Challenge - Can you rewrite the stretch of the data from the line containing "of the white" through the end as a JSON list of strings, with one string per line and blank lines left out?

Given records -
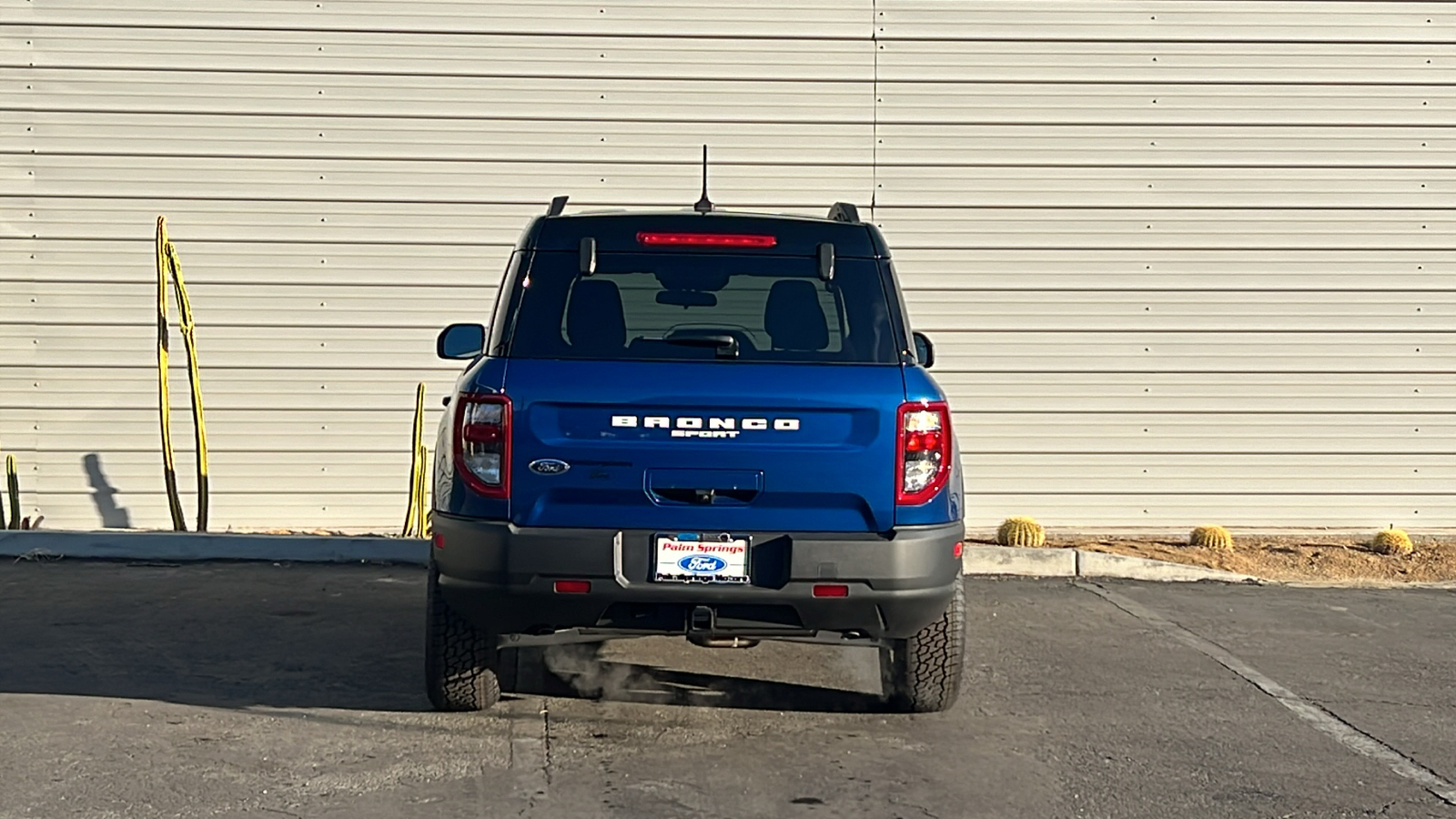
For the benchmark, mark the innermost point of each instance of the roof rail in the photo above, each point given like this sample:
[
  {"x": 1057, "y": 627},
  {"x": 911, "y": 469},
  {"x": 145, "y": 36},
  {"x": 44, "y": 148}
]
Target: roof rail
[{"x": 844, "y": 212}]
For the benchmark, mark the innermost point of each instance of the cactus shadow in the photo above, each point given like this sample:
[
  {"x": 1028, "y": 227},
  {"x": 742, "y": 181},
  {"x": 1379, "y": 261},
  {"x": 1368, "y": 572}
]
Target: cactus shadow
[{"x": 104, "y": 494}]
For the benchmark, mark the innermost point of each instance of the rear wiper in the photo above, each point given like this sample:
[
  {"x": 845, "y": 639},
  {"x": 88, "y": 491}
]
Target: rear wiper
[{"x": 725, "y": 344}]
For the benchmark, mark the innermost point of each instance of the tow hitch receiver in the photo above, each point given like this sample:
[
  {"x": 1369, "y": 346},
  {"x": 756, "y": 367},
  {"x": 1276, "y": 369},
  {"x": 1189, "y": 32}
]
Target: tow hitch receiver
[{"x": 703, "y": 622}]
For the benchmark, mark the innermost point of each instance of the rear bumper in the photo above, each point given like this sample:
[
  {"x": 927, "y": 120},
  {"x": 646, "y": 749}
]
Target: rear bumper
[{"x": 501, "y": 577}]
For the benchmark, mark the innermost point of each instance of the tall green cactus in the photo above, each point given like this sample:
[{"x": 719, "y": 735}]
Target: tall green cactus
[{"x": 12, "y": 481}]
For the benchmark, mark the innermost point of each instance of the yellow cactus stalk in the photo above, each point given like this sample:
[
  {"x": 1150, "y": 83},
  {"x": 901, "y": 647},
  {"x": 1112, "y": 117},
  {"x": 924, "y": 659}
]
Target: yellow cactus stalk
[
  {"x": 1392, "y": 542},
  {"x": 1212, "y": 538},
  {"x": 1021, "y": 532}
]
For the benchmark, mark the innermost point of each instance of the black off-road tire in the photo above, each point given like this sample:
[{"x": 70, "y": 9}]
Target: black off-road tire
[
  {"x": 459, "y": 658},
  {"x": 922, "y": 672}
]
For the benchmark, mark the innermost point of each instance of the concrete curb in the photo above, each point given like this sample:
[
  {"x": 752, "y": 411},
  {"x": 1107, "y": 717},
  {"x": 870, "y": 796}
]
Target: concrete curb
[
  {"x": 191, "y": 545},
  {"x": 315, "y": 548},
  {"x": 1077, "y": 562}
]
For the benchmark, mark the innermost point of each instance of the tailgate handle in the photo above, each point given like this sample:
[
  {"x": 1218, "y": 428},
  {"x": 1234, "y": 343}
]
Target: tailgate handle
[
  {"x": 705, "y": 496},
  {"x": 703, "y": 487}
]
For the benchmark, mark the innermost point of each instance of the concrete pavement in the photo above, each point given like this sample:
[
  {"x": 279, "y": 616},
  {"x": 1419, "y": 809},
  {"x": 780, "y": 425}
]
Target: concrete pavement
[{"x": 257, "y": 690}]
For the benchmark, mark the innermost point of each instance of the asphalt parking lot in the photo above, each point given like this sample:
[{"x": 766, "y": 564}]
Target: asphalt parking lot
[{"x": 258, "y": 690}]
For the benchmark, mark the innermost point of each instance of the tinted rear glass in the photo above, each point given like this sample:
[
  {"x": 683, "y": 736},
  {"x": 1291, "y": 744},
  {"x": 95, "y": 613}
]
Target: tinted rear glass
[{"x": 703, "y": 307}]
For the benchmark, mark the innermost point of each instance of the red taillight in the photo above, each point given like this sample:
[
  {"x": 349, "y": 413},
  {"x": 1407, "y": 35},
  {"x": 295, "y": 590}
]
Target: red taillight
[
  {"x": 482, "y": 443},
  {"x": 925, "y": 450},
  {"x": 713, "y": 239}
]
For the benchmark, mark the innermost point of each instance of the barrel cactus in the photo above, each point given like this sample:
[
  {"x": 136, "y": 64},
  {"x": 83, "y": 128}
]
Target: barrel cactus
[
  {"x": 1021, "y": 532},
  {"x": 1215, "y": 538},
  {"x": 1392, "y": 542}
]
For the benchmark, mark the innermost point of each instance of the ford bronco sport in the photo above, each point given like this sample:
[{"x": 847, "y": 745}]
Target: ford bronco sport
[{"x": 705, "y": 424}]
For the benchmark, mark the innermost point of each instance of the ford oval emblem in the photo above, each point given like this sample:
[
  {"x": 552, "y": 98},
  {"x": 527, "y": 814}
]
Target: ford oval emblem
[
  {"x": 703, "y": 564},
  {"x": 548, "y": 467}
]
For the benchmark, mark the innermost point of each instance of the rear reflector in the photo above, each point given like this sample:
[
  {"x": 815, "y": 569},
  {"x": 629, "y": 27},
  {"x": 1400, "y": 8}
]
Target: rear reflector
[{"x": 713, "y": 239}]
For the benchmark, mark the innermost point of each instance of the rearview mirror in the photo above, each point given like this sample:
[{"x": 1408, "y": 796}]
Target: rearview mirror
[
  {"x": 460, "y": 341},
  {"x": 688, "y": 298},
  {"x": 924, "y": 350}
]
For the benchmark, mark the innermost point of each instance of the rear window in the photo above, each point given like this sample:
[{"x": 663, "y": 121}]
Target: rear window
[{"x": 703, "y": 307}]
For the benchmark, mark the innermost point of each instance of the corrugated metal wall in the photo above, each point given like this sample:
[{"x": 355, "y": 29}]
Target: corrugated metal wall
[{"x": 1184, "y": 261}]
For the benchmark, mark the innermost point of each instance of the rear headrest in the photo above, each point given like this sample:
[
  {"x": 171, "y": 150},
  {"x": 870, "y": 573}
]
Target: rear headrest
[
  {"x": 594, "y": 322},
  {"x": 794, "y": 317}
]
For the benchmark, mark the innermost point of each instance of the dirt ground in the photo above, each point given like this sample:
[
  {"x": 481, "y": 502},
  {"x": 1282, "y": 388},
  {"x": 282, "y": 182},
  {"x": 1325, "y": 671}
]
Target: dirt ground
[{"x": 1289, "y": 559}]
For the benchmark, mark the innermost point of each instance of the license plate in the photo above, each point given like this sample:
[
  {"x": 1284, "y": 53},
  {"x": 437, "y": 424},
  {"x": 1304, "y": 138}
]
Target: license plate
[{"x": 698, "y": 559}]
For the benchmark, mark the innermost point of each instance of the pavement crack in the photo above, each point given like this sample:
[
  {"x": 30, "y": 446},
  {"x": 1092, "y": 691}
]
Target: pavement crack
[
  {"x": 1312, "y": 713},
  {"x": 546, "y": 760}
]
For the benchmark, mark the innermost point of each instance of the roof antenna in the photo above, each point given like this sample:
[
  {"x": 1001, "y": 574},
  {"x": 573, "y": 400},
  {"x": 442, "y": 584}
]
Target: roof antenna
[{"x": 705, "y": 205}]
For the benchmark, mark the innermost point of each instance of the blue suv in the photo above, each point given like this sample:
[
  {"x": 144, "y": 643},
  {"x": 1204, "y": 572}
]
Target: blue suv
[{"x": 698, "y": 423}]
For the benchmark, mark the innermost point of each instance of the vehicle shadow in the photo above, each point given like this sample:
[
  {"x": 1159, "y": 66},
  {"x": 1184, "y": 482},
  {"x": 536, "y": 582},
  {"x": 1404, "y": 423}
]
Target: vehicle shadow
[
  {"x": 290, "y": 636},
  {"x": 577, "y": 671},
  {"x": 218, "y": 634}
]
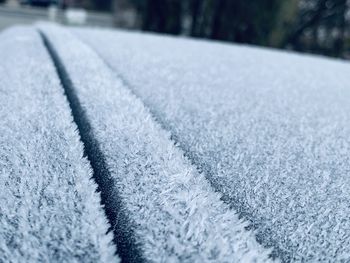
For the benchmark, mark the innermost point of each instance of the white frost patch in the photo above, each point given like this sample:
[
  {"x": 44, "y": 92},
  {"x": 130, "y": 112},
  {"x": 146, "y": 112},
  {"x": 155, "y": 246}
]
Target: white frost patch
[
  {"x": 49, "y": 210},
  {"x": 271, "y": 129},
  {"x": 176, "y": 215}
]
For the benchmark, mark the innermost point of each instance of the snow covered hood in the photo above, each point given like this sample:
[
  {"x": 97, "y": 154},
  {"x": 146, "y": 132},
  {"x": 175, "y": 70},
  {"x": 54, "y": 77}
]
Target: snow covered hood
[{"x": 144, "y": 148}]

Task solution -
[
  "For the benchmark, mark the innermost point of each instance of the white frost patch in the photo above, each point given like this sample:",
  "[",
  "  {\"x\": 44, \"y\": 92},",
  "  {\"x\": 130, \"y\": 112},",
  "  {\"x\": 146, \"y\": 112},",
  "  {\"x\": 155, \"y\": 246}",
  "]",
  "Target: white frost patch",
  "[",
  "  {\"x\": 49, \"y\": 210},",
  "  {\"x\": 271, \"y\": 129},",
  "  {\"x\": 176, \"y\": 215}",
  "]",
  "For the benchmark, mark the innermost point of each instance of the snow covered hood in the photo above, each point given like this sample:",
  "[",
  "  {\"x\": 97, \"y\": 154},",
  "  {\"x\": 146, \"y\": 132},",
  "  {\"x\": 175, \"y\": 70},",
  "  {\"x\": 54, \"y\": 77}",
  "]",
  "Target: snow covered hood",
  "[{\"x\": 144, \"y\": 148}]"
]